#### 作業課題 1:
抗がん剤治療をめぐる闘病の文章を読み、次の問いに答えよ。
(a) 筆者が目指していた復帰は何月か。
(b) 「このときを入れて」数えた抗がん剤治療の残りは何セットか。
(c) 24日に闘病記録ノートへなぐり書きした言葉は何か。
#### 作業課題 2:
抗がん剤治療をめぐる闘病の文章を、最後の文の後から書き継げ。

どう説明すればいいのかな……。ひと言でいえば、それまでとは違って、精神的にまいっていたんです。

ツアーに出られなくなったから落ち込んでいたとかいった話ではなく、抗がん剤の副作用だったんだと思います。うつ状態に近いような感じでした。

自分の中で何かがキレかけていた

このときを入れて、抗がん剤治療は残り4セット。こうした状態が続くのであれば、7月の復帰どころの話ではなくなってしまう……。大げさでなくそう感じられるほどの異常が起きていたんです。

精神的にも肉体的にも、追いつかなくなっていました。こういうことは本に記すべきではないかもしれませんが……。

「オレは抗がん剤に殺される」とも口にしていたほどだったんです。

闘病記録ノートを見返してみると、この頃は毎日、飲んだクスリの名前や体温や血圧、何時にストーマを交換したか、何を食べて、家では何があったか、といったことのあいだに「不調」「横になっている」と書き込まれることが増えています。

24日に「とにかくだるい」「抗がん剤治療はつらい」「止めたい」「止める」となぐり書きをしていました。

当時のことは思い出せない部分も多いんですが、自分の中で何かがキレてしまっていたんだとも考えられます。復帰できるかできないかという以前の問題として、がんとの闘いを続ける気力をなくしかけていたのかもしれません。

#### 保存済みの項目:
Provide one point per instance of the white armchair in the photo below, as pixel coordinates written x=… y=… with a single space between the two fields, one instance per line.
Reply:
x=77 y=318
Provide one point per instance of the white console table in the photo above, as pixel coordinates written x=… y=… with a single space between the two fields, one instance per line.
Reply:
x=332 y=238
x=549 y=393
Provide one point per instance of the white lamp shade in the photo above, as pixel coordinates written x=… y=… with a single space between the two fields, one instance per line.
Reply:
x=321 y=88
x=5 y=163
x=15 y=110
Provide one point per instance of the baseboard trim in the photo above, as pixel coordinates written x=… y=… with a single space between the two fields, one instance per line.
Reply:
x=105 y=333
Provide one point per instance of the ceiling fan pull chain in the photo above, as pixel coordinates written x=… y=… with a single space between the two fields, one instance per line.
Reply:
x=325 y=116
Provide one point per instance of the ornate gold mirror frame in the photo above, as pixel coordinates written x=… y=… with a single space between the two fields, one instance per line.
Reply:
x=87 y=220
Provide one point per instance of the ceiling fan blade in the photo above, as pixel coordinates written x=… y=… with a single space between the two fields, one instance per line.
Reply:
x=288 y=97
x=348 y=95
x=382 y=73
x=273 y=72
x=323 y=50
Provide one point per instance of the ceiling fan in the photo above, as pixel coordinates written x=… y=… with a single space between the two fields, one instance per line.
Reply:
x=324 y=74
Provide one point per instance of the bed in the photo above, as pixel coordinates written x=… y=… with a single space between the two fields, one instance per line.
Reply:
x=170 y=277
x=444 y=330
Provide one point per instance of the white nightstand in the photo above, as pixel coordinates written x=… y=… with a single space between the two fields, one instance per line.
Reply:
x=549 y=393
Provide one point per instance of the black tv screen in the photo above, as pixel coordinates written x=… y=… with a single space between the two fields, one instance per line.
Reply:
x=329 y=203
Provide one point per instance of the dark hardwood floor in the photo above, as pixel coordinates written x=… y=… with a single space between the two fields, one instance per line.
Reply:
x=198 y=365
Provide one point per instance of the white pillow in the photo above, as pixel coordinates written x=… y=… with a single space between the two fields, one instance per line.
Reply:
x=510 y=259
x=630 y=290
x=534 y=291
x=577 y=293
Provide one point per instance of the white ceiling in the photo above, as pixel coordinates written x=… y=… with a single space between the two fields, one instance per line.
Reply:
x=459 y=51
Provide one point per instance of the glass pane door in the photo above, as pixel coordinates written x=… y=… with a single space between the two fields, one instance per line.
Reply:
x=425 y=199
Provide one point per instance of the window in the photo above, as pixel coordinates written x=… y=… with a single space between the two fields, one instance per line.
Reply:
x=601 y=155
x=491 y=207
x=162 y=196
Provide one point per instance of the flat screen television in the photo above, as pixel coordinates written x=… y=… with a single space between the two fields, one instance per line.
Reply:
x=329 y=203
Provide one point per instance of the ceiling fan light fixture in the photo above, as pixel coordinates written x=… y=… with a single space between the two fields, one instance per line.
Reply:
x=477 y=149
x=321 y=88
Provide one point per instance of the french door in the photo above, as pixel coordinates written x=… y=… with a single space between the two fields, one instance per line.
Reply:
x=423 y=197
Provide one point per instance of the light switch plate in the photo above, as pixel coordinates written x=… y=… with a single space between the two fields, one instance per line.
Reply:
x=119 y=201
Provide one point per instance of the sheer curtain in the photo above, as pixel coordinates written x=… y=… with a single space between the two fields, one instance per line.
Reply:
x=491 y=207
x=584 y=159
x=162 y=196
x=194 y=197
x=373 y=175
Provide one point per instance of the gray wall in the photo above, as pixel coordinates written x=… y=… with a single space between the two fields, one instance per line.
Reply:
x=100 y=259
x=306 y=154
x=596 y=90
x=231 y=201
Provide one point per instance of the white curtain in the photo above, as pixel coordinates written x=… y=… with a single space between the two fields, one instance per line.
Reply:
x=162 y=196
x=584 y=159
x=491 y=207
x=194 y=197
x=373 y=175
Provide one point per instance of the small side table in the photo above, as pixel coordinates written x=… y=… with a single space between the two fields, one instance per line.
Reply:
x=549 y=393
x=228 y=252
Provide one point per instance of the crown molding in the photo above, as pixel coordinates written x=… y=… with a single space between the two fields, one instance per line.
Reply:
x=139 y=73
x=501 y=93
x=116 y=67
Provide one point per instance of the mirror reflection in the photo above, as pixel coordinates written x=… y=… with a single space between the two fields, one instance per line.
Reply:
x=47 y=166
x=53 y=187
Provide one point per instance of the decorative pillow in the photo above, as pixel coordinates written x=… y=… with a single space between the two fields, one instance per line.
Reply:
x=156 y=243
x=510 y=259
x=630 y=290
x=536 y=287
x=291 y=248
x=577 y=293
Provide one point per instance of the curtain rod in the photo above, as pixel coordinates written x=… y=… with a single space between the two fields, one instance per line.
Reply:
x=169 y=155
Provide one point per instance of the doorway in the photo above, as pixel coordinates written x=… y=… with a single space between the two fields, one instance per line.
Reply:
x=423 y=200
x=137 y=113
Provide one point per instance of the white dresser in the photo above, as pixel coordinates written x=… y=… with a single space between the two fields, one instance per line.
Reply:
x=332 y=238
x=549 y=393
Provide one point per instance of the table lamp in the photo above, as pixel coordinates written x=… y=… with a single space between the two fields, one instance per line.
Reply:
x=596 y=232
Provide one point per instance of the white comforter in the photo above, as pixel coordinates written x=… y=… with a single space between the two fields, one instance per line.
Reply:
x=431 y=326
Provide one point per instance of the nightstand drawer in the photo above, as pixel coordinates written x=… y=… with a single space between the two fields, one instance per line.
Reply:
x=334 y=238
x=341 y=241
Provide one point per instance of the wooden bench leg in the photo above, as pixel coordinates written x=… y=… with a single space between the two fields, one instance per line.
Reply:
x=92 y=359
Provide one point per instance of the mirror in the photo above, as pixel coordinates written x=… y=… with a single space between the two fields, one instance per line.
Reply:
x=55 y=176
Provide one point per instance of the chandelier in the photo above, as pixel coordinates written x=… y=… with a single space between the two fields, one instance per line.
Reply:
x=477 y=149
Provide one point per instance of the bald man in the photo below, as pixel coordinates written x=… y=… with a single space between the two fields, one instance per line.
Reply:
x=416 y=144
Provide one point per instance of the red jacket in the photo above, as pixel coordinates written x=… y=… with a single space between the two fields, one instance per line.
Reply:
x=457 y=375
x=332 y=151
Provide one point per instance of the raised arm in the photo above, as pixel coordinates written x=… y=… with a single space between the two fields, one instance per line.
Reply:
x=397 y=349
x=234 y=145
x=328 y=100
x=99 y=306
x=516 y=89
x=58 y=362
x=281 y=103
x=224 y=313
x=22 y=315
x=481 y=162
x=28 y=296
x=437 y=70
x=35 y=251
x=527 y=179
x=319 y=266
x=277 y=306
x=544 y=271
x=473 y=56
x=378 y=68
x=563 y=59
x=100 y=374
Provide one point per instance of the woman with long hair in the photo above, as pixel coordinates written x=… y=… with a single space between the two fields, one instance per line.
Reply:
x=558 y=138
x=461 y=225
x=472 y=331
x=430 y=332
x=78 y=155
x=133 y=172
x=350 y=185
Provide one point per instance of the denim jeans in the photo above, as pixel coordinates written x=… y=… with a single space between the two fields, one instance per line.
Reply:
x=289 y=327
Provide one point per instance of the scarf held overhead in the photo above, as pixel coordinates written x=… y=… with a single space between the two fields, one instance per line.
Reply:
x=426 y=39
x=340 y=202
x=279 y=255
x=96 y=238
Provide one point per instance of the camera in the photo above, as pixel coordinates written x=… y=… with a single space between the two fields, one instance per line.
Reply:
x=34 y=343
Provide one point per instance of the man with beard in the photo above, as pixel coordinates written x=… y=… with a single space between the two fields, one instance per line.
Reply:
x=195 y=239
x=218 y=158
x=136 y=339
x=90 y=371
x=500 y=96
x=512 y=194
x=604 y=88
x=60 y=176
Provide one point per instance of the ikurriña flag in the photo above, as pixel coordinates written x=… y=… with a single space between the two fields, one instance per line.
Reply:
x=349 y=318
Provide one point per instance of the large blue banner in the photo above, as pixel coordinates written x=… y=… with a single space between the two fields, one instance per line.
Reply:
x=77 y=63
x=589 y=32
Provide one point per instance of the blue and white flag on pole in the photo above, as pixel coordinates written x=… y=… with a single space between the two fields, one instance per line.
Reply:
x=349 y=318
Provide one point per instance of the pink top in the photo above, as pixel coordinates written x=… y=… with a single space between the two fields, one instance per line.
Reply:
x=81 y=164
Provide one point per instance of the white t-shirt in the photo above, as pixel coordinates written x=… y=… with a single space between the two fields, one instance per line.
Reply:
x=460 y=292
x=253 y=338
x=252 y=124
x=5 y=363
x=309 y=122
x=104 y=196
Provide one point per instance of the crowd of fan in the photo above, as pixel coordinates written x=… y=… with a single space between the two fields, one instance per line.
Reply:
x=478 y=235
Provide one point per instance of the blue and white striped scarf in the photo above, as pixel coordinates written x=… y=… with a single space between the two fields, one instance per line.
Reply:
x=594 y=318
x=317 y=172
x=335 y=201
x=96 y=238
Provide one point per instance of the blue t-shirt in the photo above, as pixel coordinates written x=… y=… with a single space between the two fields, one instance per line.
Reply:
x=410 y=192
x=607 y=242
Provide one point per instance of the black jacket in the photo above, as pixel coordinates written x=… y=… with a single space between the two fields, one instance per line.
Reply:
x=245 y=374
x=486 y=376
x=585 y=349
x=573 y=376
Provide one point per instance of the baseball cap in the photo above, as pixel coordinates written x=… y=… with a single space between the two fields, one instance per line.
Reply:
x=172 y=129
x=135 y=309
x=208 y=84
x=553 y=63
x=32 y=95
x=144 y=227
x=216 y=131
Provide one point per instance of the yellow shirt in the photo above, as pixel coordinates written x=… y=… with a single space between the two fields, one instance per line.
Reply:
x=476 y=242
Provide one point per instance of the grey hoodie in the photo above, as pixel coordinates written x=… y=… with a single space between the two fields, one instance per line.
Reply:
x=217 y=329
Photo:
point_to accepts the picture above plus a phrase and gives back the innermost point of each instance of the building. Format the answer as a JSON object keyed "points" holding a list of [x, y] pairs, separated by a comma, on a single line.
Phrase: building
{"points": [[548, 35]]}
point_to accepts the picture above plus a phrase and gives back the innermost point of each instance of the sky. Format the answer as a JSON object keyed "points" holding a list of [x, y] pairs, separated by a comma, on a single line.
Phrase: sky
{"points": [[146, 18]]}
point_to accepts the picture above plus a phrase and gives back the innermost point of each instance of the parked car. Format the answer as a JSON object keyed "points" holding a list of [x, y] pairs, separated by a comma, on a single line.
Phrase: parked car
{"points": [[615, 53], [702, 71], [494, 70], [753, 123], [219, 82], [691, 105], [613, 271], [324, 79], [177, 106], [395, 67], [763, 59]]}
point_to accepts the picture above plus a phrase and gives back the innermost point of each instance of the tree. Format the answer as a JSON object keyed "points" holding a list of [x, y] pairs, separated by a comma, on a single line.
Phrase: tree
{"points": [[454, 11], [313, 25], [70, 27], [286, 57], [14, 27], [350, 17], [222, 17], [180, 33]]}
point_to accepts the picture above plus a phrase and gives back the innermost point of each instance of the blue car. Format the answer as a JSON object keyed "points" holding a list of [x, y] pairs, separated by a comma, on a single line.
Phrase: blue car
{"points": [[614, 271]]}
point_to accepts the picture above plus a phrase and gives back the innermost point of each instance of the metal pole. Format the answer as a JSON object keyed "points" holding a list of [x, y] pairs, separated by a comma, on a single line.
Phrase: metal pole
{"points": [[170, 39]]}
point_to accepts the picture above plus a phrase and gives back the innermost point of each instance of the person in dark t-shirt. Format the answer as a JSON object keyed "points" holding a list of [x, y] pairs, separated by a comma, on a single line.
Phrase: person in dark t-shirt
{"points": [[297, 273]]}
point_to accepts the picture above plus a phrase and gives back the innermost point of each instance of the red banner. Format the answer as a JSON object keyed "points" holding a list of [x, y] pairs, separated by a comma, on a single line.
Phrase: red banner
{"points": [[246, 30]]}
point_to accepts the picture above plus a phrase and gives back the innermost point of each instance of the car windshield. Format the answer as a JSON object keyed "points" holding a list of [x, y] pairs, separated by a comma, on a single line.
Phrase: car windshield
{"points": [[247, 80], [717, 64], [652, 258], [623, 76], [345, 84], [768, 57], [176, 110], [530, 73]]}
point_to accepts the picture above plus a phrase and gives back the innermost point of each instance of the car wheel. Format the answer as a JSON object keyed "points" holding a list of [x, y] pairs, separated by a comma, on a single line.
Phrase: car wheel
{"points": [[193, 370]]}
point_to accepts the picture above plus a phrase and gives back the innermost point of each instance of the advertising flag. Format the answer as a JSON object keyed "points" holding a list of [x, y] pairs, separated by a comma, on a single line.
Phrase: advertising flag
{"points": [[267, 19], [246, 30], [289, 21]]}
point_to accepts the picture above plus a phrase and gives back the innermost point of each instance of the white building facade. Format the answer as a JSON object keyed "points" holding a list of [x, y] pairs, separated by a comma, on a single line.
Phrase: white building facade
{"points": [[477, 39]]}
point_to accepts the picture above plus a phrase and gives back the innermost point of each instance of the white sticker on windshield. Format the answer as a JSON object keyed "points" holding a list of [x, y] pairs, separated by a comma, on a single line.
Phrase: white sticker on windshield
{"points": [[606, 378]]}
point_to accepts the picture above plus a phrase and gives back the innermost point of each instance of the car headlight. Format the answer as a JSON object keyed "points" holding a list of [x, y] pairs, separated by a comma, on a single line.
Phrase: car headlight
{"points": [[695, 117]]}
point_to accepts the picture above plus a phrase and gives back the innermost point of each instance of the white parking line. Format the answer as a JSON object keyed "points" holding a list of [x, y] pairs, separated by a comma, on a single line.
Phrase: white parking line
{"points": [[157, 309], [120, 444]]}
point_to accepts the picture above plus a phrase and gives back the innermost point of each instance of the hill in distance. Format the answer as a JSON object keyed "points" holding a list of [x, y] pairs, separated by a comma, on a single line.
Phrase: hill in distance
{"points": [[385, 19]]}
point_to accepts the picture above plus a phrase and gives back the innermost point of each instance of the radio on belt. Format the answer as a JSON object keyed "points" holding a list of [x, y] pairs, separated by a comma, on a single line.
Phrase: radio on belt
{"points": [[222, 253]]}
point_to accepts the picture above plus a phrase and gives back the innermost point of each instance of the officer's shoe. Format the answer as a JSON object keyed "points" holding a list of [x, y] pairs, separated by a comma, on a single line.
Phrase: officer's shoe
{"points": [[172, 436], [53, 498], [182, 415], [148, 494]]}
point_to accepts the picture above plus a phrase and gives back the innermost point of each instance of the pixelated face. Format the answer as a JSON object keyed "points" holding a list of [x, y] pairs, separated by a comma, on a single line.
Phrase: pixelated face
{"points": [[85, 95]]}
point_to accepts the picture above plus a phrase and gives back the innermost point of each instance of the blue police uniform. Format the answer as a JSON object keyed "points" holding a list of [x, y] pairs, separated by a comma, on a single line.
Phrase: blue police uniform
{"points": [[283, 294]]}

#### 想定出力 1:
(a) 7月
(b) 4セット
(c) 「とにかくだるい」「抗がん剤治療はつらい」「止めたい」「止める」

#### 想定出力 2:
26日になって病院に相談の電話をしています。そのときに、とりあえずゼローダを飲むのはやめて、4月5日に病院であらためて今後の方針を話し合うことになりました。

その後も不調は続いていましたが、闘病記録ノートは再開しています。志村けん師匠の一周忌にあたる3月29日から闘病記録ノートも3冊目になりました。この日から不調という記述はなくなっているので、本当のドン底からは、なんとか抜け出せていたんだと思います。

時間が空くと抗がん剤治療は再開できないが…

病院には予定どおり4月5日に行きました。採血やレントゲンのあと、先生と話をしました。その場にはマネージャーと妻にも同席してもらいました。

このときは、「抗がん剤治療は打ち切りたい」という気持ちを伝えるつもりで行きながら、「オキサリプラチンをやめて、ゼローダだけ続けませんか」という話になったんだったと記憶しています。

自分としてはオキサリプラチンに対して恐怖心にも似た感情を持つようになっていたので「ゼローダだけにするならいけるのではないか」という気になりかけて、その日は先生の提案にうなずきました。

でも、結果的にはやはり、ゼローダも含めて6セット目以降はやらないことに決めたんです。

先生からは「7月のコンサートに出演したとして、その後に抗がん剤治療を始めることはできないですよ。時間が空きすぎるからです。それでも本当にいいんですか?」と念押しされました。